# GIVEN PROBLEM
Extract every line of the records below that contains the word "hailstone".

# TASK INPUT

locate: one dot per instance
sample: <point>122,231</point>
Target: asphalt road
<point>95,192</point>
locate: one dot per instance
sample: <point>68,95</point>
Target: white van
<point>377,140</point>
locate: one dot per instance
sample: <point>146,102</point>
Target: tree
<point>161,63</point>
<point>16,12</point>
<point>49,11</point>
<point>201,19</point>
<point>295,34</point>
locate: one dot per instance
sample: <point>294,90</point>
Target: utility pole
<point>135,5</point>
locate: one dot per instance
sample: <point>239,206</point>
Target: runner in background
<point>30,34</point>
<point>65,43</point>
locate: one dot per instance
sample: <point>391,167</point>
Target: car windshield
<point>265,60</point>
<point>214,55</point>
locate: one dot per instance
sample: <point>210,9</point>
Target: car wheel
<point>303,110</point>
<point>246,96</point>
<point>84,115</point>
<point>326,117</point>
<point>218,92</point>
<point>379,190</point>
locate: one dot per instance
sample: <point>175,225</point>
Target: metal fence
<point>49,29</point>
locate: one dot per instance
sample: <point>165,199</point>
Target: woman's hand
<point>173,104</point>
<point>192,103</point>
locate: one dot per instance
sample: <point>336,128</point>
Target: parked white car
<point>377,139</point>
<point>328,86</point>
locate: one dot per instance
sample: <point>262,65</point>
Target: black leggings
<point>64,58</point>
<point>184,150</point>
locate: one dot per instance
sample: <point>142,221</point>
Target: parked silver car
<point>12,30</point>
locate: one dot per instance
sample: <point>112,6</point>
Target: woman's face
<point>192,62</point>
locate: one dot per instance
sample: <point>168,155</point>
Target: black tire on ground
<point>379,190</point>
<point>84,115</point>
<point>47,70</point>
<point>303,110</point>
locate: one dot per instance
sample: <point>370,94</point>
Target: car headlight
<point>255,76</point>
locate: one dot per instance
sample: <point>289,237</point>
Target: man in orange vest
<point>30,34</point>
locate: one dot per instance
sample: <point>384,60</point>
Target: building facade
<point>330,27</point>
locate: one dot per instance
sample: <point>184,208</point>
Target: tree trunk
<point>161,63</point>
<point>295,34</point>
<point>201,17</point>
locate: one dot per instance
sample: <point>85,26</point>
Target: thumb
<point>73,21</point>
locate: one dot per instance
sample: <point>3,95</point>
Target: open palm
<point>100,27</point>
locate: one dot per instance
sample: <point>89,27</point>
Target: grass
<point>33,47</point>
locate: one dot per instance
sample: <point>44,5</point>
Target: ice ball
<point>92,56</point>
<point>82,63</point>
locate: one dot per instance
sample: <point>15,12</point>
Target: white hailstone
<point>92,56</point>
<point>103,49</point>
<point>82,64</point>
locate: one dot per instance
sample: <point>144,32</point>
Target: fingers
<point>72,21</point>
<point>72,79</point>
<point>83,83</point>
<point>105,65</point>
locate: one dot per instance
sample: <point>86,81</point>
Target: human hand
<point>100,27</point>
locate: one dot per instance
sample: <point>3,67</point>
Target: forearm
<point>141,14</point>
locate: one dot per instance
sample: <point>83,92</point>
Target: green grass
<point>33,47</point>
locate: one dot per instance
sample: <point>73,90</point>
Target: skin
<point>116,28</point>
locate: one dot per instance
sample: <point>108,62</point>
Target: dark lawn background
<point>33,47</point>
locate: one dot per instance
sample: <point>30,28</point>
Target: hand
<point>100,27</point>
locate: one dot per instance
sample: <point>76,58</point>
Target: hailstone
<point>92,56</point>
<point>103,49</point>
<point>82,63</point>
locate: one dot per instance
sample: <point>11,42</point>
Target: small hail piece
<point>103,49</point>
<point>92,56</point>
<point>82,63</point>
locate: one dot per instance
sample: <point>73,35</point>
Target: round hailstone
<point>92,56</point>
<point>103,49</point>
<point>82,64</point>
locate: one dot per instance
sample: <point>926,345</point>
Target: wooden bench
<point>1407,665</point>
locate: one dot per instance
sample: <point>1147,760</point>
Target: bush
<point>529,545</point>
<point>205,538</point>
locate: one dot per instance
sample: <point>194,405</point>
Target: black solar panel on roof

# SOLUTION
Target: white hailstone
Target: hailstone
Target: round hailstone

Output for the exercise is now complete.